Exercise task:
Exactly reproduce the entries, dropping any pictures from your copy.

#### Extracted records ####

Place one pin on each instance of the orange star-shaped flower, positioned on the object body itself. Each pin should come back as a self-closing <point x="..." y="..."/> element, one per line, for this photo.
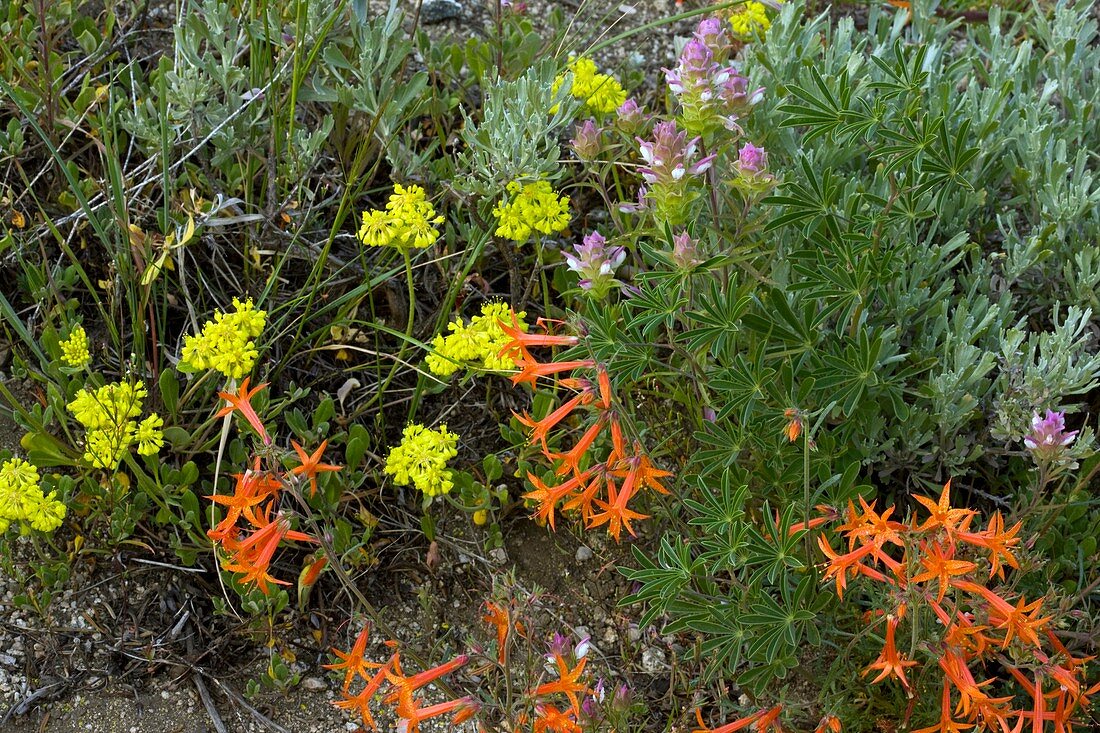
<point x="890" y="663"/>
<point x="939" y="565"/>
<point x="311" y="465"/>
<point x="942" y="514"/>
<point x="353" y="662"/>
<point x="241" y="402"/>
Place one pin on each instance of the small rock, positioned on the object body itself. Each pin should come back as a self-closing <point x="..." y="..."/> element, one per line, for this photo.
<point x="437" y="11"/>
<point x="652" y="660"/>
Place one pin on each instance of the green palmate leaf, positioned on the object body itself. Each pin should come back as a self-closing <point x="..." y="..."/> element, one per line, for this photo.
<point x="743" y="385"/>
<point x="656" y="308"/>
<point x="773" y="550"/>
<point x="715" y="323"/>
<point x="812" y="201"/>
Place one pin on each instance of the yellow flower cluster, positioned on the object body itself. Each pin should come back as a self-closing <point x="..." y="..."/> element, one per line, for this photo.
<point x="109" y="416"/>
<point x="477" y="343"/>
<point x="748" y="18"/>
<point x="534" y="207"/>
<point x="21" y="499"/>
<point x="601" y="93"/>
<point x="226" y="342"/>
<point x="75" y="348"/>
<point x="408" y="221"/>
<point x="421" y="459"/>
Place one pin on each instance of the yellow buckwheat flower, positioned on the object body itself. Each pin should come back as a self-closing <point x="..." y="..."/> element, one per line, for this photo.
<point x="75" y="348"/>
<point x="109" y="417"/>
<point x="408" y="221"/>
<point x="601" y="93"/>
<point x="532" y="207"/>
<point x="477" y="343"/>
<point x="748" y="18"/>
<point x="149" y="436"/>
<point x="21" y="499"/>
<point x="421" y="458"/>
<point x="226" y="342"/>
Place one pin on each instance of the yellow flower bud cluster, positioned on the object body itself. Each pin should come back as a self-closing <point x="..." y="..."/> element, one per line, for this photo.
<point x="75" y="350"/>
<point x="22" y="501"/>
<point x="475" y="345"/>
<point x="408" y="221"/>
<point x="109" y="415"/>
<point x="226" y="343"/>
<point x="421" y="458"/>
<point x="534" y="207"/>
<point x="601" y="93"/>
<point x="748" y="18"/>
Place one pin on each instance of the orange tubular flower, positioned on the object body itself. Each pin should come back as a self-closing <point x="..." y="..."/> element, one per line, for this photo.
<point x="405" y="686"/>
<point x="361" y="702"/>
<point x="571" y="459"/>
<point x="959" y="675"/>
<point x="840" y="565"/>
<point x="998" y="542"/>
<point x="890" y="663"/>
<point x="311" y="465"/>
<point x="502" y="620"/>
<point x="245" y="496"/>
<point x="253" y="555"/>
<point x="583" y="501"/>
<point x="241" y="402"/>
<point x="353" y="662"/>
<point x="568" y="682"/>
<point x="1020" y="620"/>
<point x="728" y="728"/>
<point x="312" y="571"/>
<point x="548" y="498"/>
<point x="640" y="472"/>
<point x="942" y="515"/>
<point x="551" y="720"/>
<point x="941" y="566"/>
<point x="871" y="526"/>
<point x="605" y="386"/>
<point x="615" y="515"/>
<point x="517" y="348"/>
<point x="463" y="709"/>
<point x="946" y="724"/>
<point x="529" y="371"/>
<point x="793" y="428"/>
<point x="770" y="721"/>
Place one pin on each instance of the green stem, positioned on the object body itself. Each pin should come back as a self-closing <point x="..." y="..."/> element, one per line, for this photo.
<point x="408" y="327"/>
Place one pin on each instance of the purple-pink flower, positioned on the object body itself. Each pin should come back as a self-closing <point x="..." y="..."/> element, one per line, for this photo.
<point x="1048" y="434"/>
<point x="589" y="141"/>
<point x="684" y="252"/>
<point x="710" y="88"/>
<point x="751" y="159"/>
<point x="596" y="263"/>
<point x="670" y="156"/>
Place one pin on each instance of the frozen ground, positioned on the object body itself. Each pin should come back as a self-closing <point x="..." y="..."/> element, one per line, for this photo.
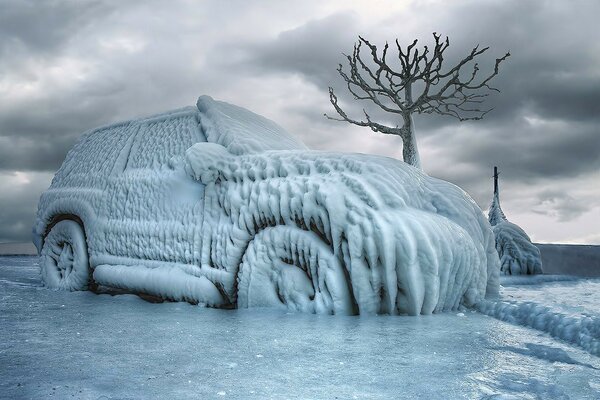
<point x="80" y="345"/>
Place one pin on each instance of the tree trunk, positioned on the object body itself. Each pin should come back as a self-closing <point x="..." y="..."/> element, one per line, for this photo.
<point x="410" y="152"/>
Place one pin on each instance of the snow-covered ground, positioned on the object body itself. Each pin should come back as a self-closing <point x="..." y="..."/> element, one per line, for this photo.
<point x="86" y="346"/>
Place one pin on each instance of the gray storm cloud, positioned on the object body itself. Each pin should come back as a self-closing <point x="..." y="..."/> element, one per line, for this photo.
<point x="68" y="66"/>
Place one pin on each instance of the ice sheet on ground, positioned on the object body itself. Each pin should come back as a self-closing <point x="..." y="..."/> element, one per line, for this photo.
<point x="568" y="310"/>
<point x="81" y="345"/>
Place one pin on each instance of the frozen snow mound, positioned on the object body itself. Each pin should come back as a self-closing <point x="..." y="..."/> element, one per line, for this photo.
<point x="518" y="256"/>
<point x="342" y="233"/>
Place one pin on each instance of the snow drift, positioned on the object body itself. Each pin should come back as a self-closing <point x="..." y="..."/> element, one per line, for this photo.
<point x="518" y="256"/>
<point x="219" y="206"/>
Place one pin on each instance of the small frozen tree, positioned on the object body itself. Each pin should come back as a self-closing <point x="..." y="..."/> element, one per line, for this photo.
<point x="421" y="85"/>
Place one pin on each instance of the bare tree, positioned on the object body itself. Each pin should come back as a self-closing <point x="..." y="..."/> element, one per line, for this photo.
<point x="419" y="86"/>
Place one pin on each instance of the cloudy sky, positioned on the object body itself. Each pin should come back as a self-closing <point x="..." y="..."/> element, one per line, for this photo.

####

Task result:
Place one pin on each instance of the orange star-shaped flower, positioned on the object body itself. Each pin should come back as a self-closing <point x="..." y="..."/> element, one per line, for this photo.
<point x="890" y="663"/>
<point x="939" y="565"/>
<point x="311" y="465"/>
<point x="942" y="514"/>
<point x="353" y="662"/>
<point x="241" y="402"/>
Place one pin on each instance of the small rock, positioned on the object body itself. Each pin should come back as a self-closing <point x="..." y="..."/> element, one per line, for this photo.
<point x="437" y="11"/>
<point x="652" y="660"/>
Place one pin on each instance of the green palmate leaf, positioned on the object body itself. Each pin should come back as a self-closing <point x="..." y="..."/> element, one per line, for this photo.
<point x="743" y="385"/>
<point x="656" y="308"/>
<point x="773" y="550"/>
<point x="715" y="323"/>
<point x="812" y="201"/>
Place one pin on each instance of the yellow flower cluster, positioned on the object body itself. Each pin should come back as a self-closing <point x="..." y="..."/> element, one per line, for this photo.
<point x="109" y="416"/>
<point x="477" y="343"/>
<point x="748" y="18"/>
<point x="534" y="207"/>
<point x="21" y="499"/>
<point x="601" y="93"/>
<point x="226" y="342"/>
<point x="75" y="348"/>
<point x="408" y="221"/>
<point x="421" y="459"/>
Place one pin on each instance of the yellow buckwheat flower, positioned on the object body itself. Each pin should come back as a self-closing <point x="..." y="..."/> element, one per line, for this photo.
<point x="75" y="348"/>
<point x="109" y="417"/>
<point x="408" y="221"/>
<point x="601" y="93"/>
<point x="532" y="207"/>
<point x="477" y="343"/>
<point x="748" y="18"/>
<point x="149" y="436"/>
<point x="21" y="499"/>
<point x="421" y="458"/>
<point x="226" y="342"/>
Place one pin on each instance of the yellow flower bud cluster, positioned on the object body itself. Each pin should come back as a self-closing <point x="..." y="..."/> element, one per line, for this photo.
<point x="75" y="350"/>
<point x="22" y="501"/>
<point x="475" y="345"/>
<point x="408" y="221"/>
<point x="109" y="415"/>
<point x="226" y="343"/>
<point x="421" y="458"/>
<point x="534" y="207"/>
<point x="601" y="93"/>
<point x="748" y="18"/>
Place one pin on each instance of the orange tubular flower, positioned on the object body itself. Each pin should come back as a self-closing <point x="..." y="..."/> element, one per line, for this photo.
<point x="405" y="686"/>
<point x="361" y="702"/>
<point x="571" y="459"/>
<point x="959" y="675"/>
<point x="840" y="565"/>
<point x="998" y="542"/>
<point x="890" y="663"/>
<point x="311" y="465"/>
<point x="502" y="620"/>
<point x="245" y="496"/>
<point x="253" y="555"/>
<point x="583" y="501"/>
<point x="241" y="402"/>
<point x="353" y="662"/>
<point x="568" y="682"/>
<point x="1020" y="620"/>
<point x="728" y="728"/>
<point x="312" y="571"/>
<point x="548" y="498"/>
<point x="640" y="472"/>
<point x="942" y="515"/>
<point x="551" y="720"/>
<point x="941" y="566"/>
<point x="871" y="526"/>
<point x="605" y="386"/>
<point x="615" y="515"/>
<point x="517" y="348"/>
<point x="463" y="709"/>
<point x="946" y="724"/>
<point x="529" y="371"/>
<point x="793" y="428"/>
<point x="770" y="721"/>
Place one pin on each instance of the green stem, positioned on the object body itself. Each pin should come back as a self-closing <point x="..." y="..."/> element, one per line, for this photo.
<point x="408" y="327"/>
Place one pin on each instance of the purple-pink flower, positioned on the object body itself. Each pin should come back as a self-closing <point x="..." y="..."/> element, one per line, for this photo.
<point x="1048" y="434"/>
<point x="589" y="141"/>
<point x="684" y="252"/>
<point x="710" y="88"/>
<point x="751" y="159"/>
<point x="596" y="263"/>
<point x="670" y="156"/>
Place one pin on each instance of the frozen ground, positioned on the object body itself. Each pin should come back as a self-closing <point x="..." y="..."/> element, one per line, for this photo.
<point x="80" y="345"/>
Place one pin on each instance of the tree trunk, positioned on the object body itself. Each pin should come back as a self-closing <point x="..." y="..."/> element, one per line, for this photo.
<point x="410" y="152"/>
Place one pin on each instance of the snow-covered ground, positioned on the object body itself. Each pin should come back as a self-closing <point x="..." y="..."/> element, one per line, for this photo.
<point x="86" y="346"/>
Place one pin on each instance of the gray storm cloud, positioned on the object body itself. Each pin should come back as a self-closing <point x="..." y="..."/> element, one per line, for this photo.
<point x="68" y="66"/>
Place one pin on each instance of the ice sheet on ground, positioned on the object body itself. Each pin should come back as a self-closing <point x="..." y="..."/> element, one per line, for this photo.
<point x="568" y="310"/>
<point x="81" y="345"/>
Place one pin on each instance of the frozen snow mound, positioned on the object body itself. Each pin should come back as a self-closing <point x="..." y="..."/> element, one per line, for this photo.
<point x="518" y="256"/>
<point x="342" y="233"/>
Place one pin on each instance of the snow drift, positioned on the object body itself. Each pin should come back as a self-closing <point x="..." y="..."/> element, one per line, for this photo.
<point x="518" y="256"/>
<point x="219" y="206"/>
Place one pin on each instance of the small frozen tree, positioned on the object body itself. Each pin should come back as a self-closing <point x="..." y="..."/> element, one per line, for this photo.
<point x="421" y="85"/>
Place one pin on each instance of the bare tree, positioned on the object body itself. Each pin should come back as a self-closing <point x="..." y="..."/> element, one per line, for this photo.
<point x="419" y="86"/>
Place one pin on each instance of the cloudy sky, positioned on the object body itself. Each pin should come back as a self-closing <point x="..." y="..."/> element, one per line, for this photo.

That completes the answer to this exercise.